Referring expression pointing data

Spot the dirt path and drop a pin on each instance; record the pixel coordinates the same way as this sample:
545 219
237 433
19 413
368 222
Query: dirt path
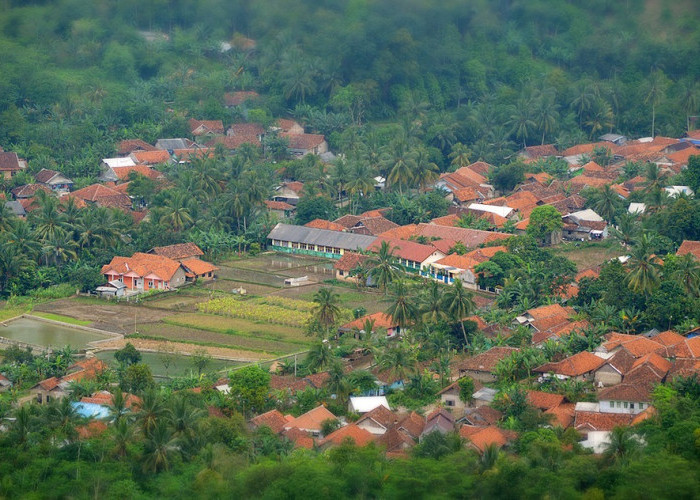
180 348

* Task description *
Transcribe the entries above verbatim, excluding any image.

* Response area *
Spot the dirt path and drop a pin on each instance; record the pixel coordinates the same way as this sample:
545 219
237 433
19 413
368 222
Query: dirt path
180 348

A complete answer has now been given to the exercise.